[start Records provided]

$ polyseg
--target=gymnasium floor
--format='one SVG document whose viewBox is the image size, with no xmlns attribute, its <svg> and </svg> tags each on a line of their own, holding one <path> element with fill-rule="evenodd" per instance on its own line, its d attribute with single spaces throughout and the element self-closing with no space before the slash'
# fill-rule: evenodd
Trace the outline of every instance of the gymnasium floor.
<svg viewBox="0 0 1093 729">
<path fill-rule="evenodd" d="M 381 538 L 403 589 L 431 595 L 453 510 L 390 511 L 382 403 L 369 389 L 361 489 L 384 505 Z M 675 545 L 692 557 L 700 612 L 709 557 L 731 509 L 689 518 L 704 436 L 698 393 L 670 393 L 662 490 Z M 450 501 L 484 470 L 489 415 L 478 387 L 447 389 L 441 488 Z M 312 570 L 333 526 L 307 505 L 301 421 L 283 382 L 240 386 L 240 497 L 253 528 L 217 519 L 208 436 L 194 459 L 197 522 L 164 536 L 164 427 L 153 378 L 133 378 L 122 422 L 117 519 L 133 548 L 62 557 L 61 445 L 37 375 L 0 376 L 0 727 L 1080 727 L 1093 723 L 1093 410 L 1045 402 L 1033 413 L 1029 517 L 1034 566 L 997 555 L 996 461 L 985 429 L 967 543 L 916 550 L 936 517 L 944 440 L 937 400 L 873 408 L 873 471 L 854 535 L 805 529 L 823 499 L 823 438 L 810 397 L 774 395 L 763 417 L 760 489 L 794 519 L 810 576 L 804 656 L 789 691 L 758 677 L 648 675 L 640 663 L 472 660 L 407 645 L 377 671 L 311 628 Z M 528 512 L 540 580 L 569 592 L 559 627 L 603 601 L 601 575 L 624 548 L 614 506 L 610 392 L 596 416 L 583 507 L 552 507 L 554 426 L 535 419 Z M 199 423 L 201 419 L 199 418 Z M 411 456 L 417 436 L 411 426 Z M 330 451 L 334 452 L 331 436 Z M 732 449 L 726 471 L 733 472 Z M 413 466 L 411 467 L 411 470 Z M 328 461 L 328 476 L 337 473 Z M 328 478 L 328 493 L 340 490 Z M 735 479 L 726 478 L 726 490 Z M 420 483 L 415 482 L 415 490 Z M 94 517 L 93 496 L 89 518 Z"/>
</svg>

[end Records provided]

Copy every entry above line for line, changing nothing.

$ polyseg
--target=gymnasium floor
--format='one SVG document whose viewBox is the image size, with no xmlns attribute, its <svg> and </svg> tags each on a line of their own, holding one <path> element with fill-rule="evenodd" per instance on its own line, its d attribute with single spaces throughout and the element self-closing with no space before the slash'
# fill-rule: evenodd
Trace the outline of every instance of the gymnasium floor.
<svg viewBox="0 0 1093 729">
<path fill-rule="evenodd" d="M 381 538 L 403 589 L 431 595 L 453 510 L 390 511 L 382 403 L 369 389 L 361 489 L 384 505 Z M 675 545 L 692 557 L 700 612 L 709 557 L 731 509 L 689 518 L 704 436 L 698 393 L 670 393 L 662 490 Z M 450 501 L 484 470 L 489 415 L 478 387 L 447 389 L 441 488 Z M 312 570 L 333 526 L 307 505 L 301 421 L 283 382 L 240 386 L 240 497 L 253 528 L 217 519 L 208 436 L 194 459 L 197 522 L 164 536 L 164 427 L 153 378 L 133 378 L 122 422 L 117 519 L 133 548 L 62 557 L 61 445 L 37 375 L 0 376 L 0 727 L 1080 727 L 1093 723 L 1093 410 L 1045 402 L 1033 413 L 1029 517 L 1034 566 L 997 555 L 996 461 L 985 429 L 967 543 L 916 550 L 936 517 L 944 440 L 937 400 L 873 408 L 873 471 L 854 535 L 805 529 L 823 499 L 823 438 L 810 397 L 774 395 L 763 417 L 760 489 L 794 519 L 810 576 L 804 656 L 789 691 L 758 677 L 648 675 L 640 663 L 472 660 L 407 645 L 377 671 L 311 628 Z M 528 512 L 540 580 L 569 592 L 559 627 L 603 601 L 601 575 L 624 548 L 614 506 L 610 392 L 596 416 L 583 507 L 552 507 L 554 426 L 535 419 Z M 199 423 L 201 419 L 199 418 Z M 411 456 L 417 436 L 411 426 Z M 330 451 L 334 452 L 331 436 Z M 732 449 L 726 471 L 733 472 Z M 413 466 L 411 467 L 411 470 Z M 328 461 L 328 476 L 337 473 Z M 328 478 L 328 493 L 340 490 Z M 735 479 L 726 478 L 726 490 Z M 420 483 L 415 482 L 415 490 Z M 94 517 L 93 496 L 89 518 Z"/>
</svg>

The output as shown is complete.